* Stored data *
● ● ● ● ●

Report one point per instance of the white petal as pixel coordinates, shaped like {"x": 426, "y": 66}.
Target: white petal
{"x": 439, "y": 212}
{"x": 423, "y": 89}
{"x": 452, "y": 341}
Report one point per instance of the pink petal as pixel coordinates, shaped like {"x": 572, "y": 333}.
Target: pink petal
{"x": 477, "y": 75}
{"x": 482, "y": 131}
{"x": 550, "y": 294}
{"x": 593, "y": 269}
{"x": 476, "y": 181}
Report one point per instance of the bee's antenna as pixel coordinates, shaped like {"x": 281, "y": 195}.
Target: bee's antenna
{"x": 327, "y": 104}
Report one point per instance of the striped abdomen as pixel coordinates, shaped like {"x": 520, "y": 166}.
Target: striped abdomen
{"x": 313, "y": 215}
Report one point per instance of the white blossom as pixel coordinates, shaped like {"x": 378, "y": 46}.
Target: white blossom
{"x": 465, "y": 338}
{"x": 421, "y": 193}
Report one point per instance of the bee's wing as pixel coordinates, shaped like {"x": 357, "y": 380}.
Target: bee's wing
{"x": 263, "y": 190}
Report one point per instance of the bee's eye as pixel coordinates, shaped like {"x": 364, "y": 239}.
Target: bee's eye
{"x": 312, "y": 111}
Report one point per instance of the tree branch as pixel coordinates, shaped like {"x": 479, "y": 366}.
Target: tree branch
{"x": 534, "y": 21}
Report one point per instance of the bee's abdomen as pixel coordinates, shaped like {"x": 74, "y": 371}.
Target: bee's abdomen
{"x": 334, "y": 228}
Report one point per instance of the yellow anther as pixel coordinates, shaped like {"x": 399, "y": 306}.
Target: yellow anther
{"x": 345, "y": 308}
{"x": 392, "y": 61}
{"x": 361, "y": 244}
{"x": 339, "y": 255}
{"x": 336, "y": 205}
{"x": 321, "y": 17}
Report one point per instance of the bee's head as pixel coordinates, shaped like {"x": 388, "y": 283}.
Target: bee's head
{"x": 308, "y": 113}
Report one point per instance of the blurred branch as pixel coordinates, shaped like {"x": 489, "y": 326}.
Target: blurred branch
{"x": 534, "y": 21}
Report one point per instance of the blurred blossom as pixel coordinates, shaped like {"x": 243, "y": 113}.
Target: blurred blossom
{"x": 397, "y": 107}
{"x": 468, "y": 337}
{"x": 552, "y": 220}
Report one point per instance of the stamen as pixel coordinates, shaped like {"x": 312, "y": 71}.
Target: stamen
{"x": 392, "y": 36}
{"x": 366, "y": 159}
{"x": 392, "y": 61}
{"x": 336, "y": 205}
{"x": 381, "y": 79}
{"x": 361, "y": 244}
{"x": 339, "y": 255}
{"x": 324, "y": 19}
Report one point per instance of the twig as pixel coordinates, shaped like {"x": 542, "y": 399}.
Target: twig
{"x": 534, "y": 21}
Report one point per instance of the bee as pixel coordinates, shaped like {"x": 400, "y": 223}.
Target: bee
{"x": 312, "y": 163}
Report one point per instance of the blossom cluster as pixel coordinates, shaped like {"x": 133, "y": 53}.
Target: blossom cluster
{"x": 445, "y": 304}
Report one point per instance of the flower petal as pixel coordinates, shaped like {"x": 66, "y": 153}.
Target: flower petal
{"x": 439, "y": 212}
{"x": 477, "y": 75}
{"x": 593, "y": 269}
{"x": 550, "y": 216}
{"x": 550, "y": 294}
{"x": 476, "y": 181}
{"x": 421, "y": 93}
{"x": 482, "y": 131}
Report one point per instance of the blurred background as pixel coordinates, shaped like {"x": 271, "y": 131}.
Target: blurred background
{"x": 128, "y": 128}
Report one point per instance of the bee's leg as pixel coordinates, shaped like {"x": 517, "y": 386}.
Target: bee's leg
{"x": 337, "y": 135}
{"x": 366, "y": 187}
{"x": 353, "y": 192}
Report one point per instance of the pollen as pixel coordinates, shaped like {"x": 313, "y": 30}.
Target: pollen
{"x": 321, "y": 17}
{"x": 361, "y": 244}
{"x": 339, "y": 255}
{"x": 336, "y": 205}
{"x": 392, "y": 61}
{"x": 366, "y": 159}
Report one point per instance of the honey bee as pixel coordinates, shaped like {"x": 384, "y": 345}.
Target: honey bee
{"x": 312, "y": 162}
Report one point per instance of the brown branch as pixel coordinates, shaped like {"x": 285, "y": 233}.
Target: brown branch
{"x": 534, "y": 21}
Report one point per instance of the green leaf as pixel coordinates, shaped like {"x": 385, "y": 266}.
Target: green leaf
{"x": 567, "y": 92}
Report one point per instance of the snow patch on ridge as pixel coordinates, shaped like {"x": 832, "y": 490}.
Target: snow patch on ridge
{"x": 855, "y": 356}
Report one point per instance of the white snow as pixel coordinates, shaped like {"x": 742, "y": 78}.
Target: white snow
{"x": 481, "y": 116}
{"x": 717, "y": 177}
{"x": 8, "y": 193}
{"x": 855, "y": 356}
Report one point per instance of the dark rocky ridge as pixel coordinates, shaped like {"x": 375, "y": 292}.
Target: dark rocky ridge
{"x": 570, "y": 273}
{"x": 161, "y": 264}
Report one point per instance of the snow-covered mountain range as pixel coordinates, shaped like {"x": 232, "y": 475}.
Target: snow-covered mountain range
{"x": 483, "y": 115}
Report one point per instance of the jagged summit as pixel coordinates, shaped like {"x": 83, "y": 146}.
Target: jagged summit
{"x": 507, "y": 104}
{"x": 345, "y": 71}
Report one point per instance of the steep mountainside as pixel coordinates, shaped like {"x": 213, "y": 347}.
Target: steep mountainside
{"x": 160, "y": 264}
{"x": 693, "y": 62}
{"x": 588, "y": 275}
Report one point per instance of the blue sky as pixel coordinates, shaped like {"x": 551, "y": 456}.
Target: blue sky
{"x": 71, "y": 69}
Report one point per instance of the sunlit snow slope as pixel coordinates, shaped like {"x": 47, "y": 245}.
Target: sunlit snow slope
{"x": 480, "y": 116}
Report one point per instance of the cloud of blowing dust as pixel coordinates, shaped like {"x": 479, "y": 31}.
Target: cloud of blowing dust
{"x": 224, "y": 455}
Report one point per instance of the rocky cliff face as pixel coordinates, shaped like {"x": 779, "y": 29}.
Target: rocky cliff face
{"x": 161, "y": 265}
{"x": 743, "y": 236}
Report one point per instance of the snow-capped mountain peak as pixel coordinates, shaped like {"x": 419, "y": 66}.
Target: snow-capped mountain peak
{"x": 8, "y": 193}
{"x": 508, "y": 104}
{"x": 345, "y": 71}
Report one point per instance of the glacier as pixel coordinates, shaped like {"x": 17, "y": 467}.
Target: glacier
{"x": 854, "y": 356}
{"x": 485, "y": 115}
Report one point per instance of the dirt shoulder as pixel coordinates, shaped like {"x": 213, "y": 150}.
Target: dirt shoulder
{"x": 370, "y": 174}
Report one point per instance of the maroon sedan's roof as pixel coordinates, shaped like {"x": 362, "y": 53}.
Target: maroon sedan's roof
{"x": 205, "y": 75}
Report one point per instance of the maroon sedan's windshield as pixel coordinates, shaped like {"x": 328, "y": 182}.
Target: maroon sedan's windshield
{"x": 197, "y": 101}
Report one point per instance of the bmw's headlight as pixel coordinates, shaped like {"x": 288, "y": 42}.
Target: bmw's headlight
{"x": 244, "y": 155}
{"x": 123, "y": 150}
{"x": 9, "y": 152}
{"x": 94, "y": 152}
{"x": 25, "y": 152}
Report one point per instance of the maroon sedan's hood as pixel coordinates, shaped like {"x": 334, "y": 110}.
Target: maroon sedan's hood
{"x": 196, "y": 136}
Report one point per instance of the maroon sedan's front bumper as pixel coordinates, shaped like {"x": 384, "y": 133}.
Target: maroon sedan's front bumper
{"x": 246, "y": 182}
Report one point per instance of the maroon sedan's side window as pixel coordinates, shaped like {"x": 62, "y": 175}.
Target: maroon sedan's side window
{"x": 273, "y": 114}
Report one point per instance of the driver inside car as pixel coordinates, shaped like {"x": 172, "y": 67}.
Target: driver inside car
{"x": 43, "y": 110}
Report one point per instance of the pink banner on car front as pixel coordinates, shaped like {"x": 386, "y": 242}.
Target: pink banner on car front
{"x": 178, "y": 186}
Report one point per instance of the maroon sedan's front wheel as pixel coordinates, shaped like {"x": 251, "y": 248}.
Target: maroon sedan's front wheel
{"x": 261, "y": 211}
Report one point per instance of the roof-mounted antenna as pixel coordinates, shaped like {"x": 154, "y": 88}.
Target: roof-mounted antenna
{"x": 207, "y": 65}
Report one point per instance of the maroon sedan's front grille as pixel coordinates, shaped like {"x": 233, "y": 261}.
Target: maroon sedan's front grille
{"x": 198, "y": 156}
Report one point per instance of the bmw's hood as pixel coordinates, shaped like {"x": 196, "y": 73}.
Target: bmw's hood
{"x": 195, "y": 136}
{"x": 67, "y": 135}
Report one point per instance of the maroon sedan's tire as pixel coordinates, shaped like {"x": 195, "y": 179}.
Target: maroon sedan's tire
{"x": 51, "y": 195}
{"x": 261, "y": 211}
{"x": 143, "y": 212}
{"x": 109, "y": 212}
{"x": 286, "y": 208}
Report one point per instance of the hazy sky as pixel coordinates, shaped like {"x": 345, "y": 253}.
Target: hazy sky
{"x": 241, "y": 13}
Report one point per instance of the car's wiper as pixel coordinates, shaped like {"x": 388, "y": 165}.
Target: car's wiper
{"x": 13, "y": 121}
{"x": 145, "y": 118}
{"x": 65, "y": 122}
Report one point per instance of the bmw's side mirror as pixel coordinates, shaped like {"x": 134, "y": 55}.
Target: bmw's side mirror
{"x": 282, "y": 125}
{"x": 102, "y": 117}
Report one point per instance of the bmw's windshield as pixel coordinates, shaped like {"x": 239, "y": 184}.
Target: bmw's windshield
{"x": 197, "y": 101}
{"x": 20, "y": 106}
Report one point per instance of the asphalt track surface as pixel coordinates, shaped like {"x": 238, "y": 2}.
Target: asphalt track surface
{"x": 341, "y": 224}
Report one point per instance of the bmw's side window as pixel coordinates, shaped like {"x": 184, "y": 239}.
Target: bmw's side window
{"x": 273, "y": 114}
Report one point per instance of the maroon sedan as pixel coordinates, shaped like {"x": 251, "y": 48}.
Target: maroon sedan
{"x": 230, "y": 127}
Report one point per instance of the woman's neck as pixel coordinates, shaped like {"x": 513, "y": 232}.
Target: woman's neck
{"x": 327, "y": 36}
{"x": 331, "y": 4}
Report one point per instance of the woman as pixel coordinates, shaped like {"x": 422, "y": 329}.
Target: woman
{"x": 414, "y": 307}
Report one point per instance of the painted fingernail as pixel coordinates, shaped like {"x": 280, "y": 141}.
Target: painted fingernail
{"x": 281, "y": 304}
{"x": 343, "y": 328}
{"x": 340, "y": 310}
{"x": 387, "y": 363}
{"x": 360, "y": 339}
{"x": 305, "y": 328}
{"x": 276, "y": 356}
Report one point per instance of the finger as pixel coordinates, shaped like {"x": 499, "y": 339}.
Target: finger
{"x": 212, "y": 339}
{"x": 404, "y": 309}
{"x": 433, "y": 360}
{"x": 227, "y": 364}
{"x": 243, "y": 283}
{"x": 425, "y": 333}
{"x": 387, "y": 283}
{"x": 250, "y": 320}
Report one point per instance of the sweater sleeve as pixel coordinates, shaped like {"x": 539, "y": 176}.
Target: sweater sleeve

● ● ● ● ●

* Aim *
Take the line that contains "Report one point per instance of the finger" and each line after it down to the last of the records, and retype them exactly; add nothing else.

* Result for this exercise *
Report one point per instance of the finger as pixel coordinates, shaped like {"x": 499, "y": 339}.
Target: finger
{"x": 212, "y": 339}
{"x": 404, "y": 309}
{"x": 433, "y": 360}
{"x": 227, "y": 364}
{"x": 243, "y": 283}
{"x": 425, "y": 333}
{"x": 387, "y": 283}
{"x": 250, "y": 320}
Report one point per instance of the sweater sleeve as pixel coordinates, shaped like {"x": 539, "y": 176}.
Target: sweater sleeve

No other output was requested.